→ **Document passage**:

..........

Creek project to link city parks

March 20, 2013 by Mark Smith

The first phase has begun on a multi-decade-long project that will ultimately serve to make Abilene prettier and give residents a fun place for recreation and economic expansion. And it’s all thanks to one nonprofit and a bunch of toilet water.

The Cedar Creek Waterway will link six Abilene parks with trails along Cedar Creek on the east side of town. The trails will run 12 miles as the crow flies from Kirby Lake Park, located just south of the Loop, to Seabee Park, north of I-20.

The waterway will also run through or next to Kirby Park, Cal Young Park, Stevenson Park and Will Hair Park, located a few blocks from ACU’s campus.

Phase 1 of the plan includes the middle section of the waterway, from North 10th street to South 11th.

Cedar Creek Waterway

Eventually the waterway will run north from Kirby Lake to Fort Phantom Lake.

The project’s vision includes kayaking, horseback riding, outdoor concerts, restaurants, dams and waterfalls.

The creek is not as interesting today. With less than three inches of rainfall since September, most of the creek is dried up. Some puddles dot the skinny waterbed here and there, while other stretches of the creek are up to three feet deep.

The additional water would be recycled water from the city, which already carries up to 4 million gallons per day to college campuses (so yes, that is former sewage water in ACU’s sprinkler system), golf courses and lakes in Abilene. With an increased amount of recycled water directed to Kirby Lake and its spillway into Cedar Creek, the creek would be able to flow all the way through consistently, according to the organization planning the project.

..........

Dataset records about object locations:
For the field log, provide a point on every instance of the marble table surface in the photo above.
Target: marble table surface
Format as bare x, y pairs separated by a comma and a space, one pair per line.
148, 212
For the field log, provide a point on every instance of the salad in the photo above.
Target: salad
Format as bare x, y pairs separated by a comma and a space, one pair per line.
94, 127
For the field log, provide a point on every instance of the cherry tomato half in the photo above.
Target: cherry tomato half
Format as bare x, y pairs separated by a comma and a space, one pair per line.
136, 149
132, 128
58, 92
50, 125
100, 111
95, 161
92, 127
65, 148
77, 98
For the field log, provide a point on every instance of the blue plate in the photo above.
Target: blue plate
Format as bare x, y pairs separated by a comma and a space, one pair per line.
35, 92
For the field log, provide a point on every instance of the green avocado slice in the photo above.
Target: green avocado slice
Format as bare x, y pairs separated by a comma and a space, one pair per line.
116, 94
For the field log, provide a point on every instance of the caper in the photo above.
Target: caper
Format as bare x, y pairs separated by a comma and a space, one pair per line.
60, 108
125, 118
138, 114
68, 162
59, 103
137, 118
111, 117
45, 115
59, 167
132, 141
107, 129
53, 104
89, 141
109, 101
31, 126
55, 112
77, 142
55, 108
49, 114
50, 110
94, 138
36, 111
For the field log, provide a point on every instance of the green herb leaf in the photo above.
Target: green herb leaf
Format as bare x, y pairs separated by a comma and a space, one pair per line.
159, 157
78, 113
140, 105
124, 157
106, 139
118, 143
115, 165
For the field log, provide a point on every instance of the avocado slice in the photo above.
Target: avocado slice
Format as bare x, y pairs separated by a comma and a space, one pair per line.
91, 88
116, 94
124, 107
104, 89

..........

→ **Your tasks**:
a - Write out the section of the Cedar Creek Waterway article starting at "March 20, 2013" and ending at "from ACU’s campus.".
b - Switch every "field log" in the entries to "inventory sheet", and leave all else in them unchanged.

→ **Responses**:
a -
March 20, 2013 by Mark Smith

The first phase has begun on a multi-decade-long project that will ultimately serve to make Abilene prettier and give residents a fun place for recreation and economic expansion. And it’s all thanks to one nonprofit and a bunch of toilet water.

The Cedar Creek Waterway will link six Abilene parks with trails along Cedar Creek on the east side of town. The trails will run 12 miles as the crow flies from Kirby Lake Park, located just south of the Loop, to Seabee Park, north of I-20.

The waterway will also run through or next to Kirby Park, Cal Young Park, Stevenson Park and Will Hair Park, located a few blocks from ACU’s campus.

b -
For the inventory sheet, provide a point on every instance of the marble table surface in the photo above.
Target: marble table surface
Format as bare x, y pairs separated by a comma and a space, one pair per line.
148, 212
For the inventory sheet, provide a point on every instance of the salad in the photo above.
Target: salad
Format as bare x, y pairs separated by a comma and a space, one pair per line.
94, 127
For the inventory sheet, provide a point on every instance of the cherry tomato half in the photo above.
Target: cherry tomato half
Format as bare x, y pairs separated by a comma and a space, one pair per line.
136, 149
132, 128
58, 92
50, 125
100, 111
95, 161
92, 127
65, 148
77, 98
For the inventory sheet, provide a point on every instance of the blue plate in the photo above.
Target: blue plate
Format as bare x, y pairs separated by a comma and a space, one pair per line.
35, 92
For the inventory sheet, provide a point on every instance of the green avocado slice in the photo above.
Target: green avocado slice
Format as bare x, y pairs separated by a comma and a space, one pair per line.
116, 94
For the inventory sheet, provide a point on every instance of the caper in the photo above.
Target: caper
Format as bare x, y pairs separated by a comma and a space, one pair per line.
60, 108
125, 118
138, 114
68, 162
59, 103
137, 118
111, 117
45, 115
59, 167
132, 141
107, 129
53, 104
89, 141
109, 101
31, 126
55, 112
77, 142
55, 108
49, 114
50, 110
94, 138
36, 111
For the inventory sheet, provide a point on every instance of the green herb leaf in the photo above.
Target: green herb leaf
Format as bare x, y pairs separated by a comma and a space, one pair per line.
159, 157
78, 113
140, 105
124, 157
106, 139
118, 143
115, 165
For the inventory sheet, provide a point on every instance of the avocado slice in the photo above.
Target: avocado slice
Format as bare x, y pairs separated by a comma and a space, one pair per line.
91, 88
116, 94
124, 107
104, 89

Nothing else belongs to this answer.